### Stated task
Give every line of the records below as a numbered list, omitting any blank lines. Leave the pictures out of the answer.

Point labeling data based on photos
↓↓↓

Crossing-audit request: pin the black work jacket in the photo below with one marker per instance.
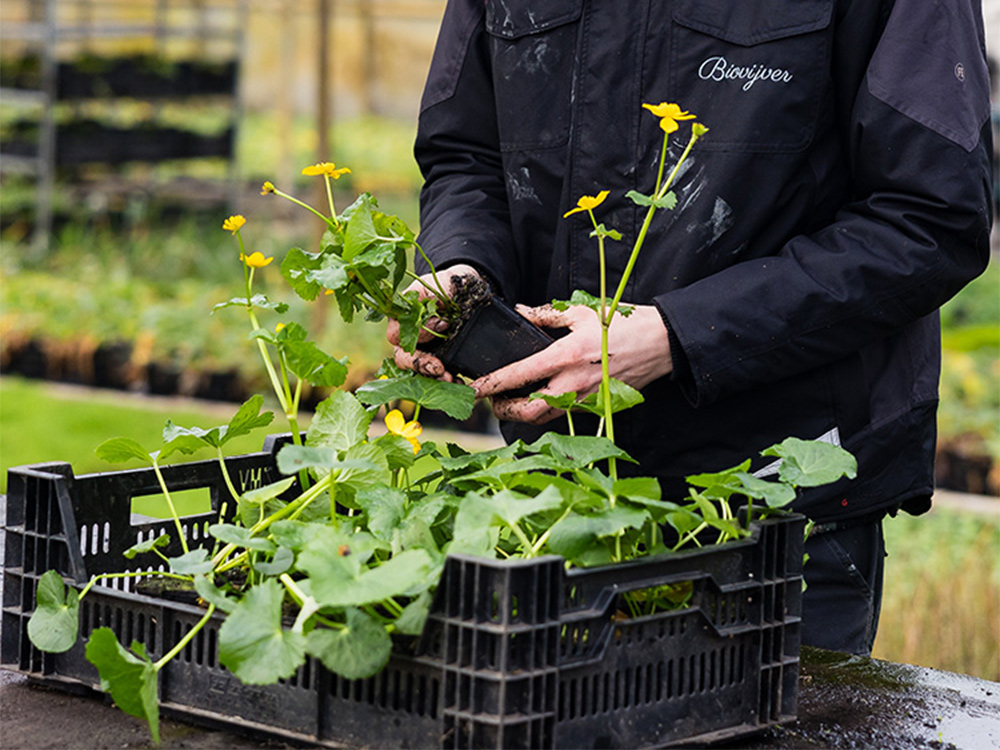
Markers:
(841, 196)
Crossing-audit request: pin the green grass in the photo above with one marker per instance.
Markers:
(941, 606)
(40, 422)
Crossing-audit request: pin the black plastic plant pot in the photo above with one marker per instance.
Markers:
(493, 336)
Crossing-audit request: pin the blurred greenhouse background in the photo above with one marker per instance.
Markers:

↑↑↑

### Reply to the task
1. Crossing-audit request: pin the black work jacket in the photo below with one marker per instance.
2. Markers:
3. (841, 196)
4. Crossing-audit request: pin the green grass in the photo above with one marker per instance.
5. Markers:
6. (941, 606)
7. (40, 422)
8. Crossing-audit request: pin the black plastic plant pot in the photo above with one marker per instance.
9. Markers:
10. (493, 336)
11. Crossing-audit request: pin the blurred greenhouse background in the photo above with one marker per instance.
12. Markers:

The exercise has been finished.